EXERCISE GOAL: Look for "The component shall return one point per instance of the model" in the records below, then copy that line and every line after it, exactly and with nothing added.

## START RECORDS FOR THE TASK

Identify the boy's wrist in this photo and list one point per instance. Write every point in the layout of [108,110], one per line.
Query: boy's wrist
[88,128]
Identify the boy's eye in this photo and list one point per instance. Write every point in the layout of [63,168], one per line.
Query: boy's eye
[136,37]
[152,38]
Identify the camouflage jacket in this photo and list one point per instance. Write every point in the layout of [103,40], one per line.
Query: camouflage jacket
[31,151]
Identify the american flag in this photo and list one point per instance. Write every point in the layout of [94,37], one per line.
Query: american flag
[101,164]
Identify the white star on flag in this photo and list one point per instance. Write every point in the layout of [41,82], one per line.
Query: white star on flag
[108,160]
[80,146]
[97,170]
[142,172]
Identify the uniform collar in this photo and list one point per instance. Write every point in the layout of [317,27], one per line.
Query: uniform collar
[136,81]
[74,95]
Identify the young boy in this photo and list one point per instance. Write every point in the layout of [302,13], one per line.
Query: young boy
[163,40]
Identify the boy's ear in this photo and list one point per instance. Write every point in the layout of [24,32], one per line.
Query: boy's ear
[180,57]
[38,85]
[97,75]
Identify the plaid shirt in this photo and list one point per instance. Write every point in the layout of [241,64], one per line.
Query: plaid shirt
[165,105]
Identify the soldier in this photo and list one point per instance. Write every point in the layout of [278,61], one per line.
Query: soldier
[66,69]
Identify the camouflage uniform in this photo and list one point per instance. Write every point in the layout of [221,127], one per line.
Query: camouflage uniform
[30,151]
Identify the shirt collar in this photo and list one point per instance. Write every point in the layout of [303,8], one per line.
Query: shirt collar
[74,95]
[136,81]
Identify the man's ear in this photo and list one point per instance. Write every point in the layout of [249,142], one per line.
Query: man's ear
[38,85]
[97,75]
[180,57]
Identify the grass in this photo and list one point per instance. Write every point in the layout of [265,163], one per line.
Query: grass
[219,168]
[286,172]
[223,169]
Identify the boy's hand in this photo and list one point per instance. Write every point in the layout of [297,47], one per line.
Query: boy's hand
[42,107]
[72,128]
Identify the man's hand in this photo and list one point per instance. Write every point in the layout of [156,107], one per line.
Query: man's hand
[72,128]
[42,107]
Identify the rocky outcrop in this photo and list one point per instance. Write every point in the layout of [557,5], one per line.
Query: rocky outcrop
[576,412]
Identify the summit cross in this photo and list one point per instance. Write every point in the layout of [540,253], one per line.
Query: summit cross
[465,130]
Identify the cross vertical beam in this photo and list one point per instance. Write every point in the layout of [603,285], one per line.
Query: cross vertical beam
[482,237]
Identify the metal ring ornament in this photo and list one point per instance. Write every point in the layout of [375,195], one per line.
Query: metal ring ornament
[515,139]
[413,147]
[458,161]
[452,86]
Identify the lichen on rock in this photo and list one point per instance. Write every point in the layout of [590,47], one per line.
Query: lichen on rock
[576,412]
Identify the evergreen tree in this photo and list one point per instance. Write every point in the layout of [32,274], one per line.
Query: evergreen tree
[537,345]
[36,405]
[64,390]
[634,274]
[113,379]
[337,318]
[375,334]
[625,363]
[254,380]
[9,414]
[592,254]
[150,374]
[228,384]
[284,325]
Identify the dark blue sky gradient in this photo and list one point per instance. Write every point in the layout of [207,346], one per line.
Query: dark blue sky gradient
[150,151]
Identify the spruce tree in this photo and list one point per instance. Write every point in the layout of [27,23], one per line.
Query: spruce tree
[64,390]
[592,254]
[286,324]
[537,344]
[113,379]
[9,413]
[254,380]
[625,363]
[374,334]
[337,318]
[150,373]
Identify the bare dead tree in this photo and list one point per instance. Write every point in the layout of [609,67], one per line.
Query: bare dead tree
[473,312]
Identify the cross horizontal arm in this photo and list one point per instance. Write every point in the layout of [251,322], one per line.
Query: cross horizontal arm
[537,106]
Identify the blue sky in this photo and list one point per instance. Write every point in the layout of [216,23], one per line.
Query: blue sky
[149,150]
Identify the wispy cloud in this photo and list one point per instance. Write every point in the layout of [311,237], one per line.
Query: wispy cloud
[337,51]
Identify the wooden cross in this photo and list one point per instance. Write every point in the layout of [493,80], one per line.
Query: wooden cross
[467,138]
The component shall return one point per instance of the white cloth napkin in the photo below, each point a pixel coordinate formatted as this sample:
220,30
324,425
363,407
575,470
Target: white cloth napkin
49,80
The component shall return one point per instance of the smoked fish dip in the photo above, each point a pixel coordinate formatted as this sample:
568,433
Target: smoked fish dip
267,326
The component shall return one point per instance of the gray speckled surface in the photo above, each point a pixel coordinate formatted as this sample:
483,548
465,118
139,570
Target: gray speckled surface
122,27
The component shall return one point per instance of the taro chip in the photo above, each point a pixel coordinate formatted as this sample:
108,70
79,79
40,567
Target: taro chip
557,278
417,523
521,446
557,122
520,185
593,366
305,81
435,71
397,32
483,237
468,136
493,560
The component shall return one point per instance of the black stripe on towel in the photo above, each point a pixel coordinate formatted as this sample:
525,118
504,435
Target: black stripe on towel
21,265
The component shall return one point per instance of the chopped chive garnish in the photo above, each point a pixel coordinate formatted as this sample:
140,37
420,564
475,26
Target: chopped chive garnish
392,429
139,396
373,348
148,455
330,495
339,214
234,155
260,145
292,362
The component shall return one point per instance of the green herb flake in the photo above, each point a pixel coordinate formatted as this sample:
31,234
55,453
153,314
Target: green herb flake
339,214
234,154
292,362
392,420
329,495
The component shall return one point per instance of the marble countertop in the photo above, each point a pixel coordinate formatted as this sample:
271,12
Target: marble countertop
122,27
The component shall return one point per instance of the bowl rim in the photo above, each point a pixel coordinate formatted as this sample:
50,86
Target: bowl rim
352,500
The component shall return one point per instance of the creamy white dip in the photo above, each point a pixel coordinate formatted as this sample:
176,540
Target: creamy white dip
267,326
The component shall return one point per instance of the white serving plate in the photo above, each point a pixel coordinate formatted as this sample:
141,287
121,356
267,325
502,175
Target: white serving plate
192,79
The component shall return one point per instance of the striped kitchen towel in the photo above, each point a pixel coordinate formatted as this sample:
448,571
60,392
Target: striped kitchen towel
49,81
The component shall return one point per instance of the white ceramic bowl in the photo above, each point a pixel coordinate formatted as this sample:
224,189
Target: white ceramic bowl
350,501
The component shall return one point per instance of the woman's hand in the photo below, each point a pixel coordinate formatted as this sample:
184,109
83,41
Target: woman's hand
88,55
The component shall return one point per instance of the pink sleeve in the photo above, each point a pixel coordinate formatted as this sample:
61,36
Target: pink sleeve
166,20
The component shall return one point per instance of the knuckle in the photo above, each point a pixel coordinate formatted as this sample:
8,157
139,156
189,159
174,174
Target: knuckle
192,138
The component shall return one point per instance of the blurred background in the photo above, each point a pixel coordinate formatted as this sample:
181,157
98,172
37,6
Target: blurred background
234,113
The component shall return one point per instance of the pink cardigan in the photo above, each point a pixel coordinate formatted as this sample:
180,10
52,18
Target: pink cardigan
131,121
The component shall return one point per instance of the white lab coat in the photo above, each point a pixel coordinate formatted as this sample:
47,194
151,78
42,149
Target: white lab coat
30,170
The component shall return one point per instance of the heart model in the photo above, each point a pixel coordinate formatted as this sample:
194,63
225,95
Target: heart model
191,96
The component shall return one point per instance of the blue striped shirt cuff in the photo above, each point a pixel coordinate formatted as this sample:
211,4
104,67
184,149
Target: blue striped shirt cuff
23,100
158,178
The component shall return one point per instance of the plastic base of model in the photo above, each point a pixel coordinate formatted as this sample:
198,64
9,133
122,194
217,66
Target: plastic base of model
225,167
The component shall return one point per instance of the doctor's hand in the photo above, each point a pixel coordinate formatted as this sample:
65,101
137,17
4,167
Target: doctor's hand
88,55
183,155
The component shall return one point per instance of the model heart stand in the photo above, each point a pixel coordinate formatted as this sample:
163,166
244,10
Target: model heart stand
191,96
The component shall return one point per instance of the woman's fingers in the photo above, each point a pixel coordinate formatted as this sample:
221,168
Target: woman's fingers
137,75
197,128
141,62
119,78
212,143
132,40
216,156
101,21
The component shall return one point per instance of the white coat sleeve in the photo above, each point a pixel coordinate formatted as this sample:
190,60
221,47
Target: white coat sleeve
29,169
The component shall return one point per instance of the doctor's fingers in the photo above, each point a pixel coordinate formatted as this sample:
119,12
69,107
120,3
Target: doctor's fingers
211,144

## END RECORDS FOR THE TASK

ANSWER IN FULL:
The component shall return one point per instance of the model heart stand in the photo above, each point a pixel coordinate formatted as this sample:
163,166
244,10
Target: model heart stand
191,96
The component shall return one point per instance of the woman's fingers in the photo above, each point a pixel coordinate formatted as this sample:
221,168
Target: woman's fingers
137,75
197,128
141,62
119,78
212,143
132,40
216,156
101,21
The component shall return one point per instance of the white coat sleeve in the photo above, each point a pixel coordinate formatted as this sample:
190,60
221,47
Target: white coat sleeve
29,169
The component shall return one point per instance of the doctor's fingers in the photo above, each point a pixel coordinate formatted as this sample:
119,12
69,107
120,3
Target: doctor's fingers
211,144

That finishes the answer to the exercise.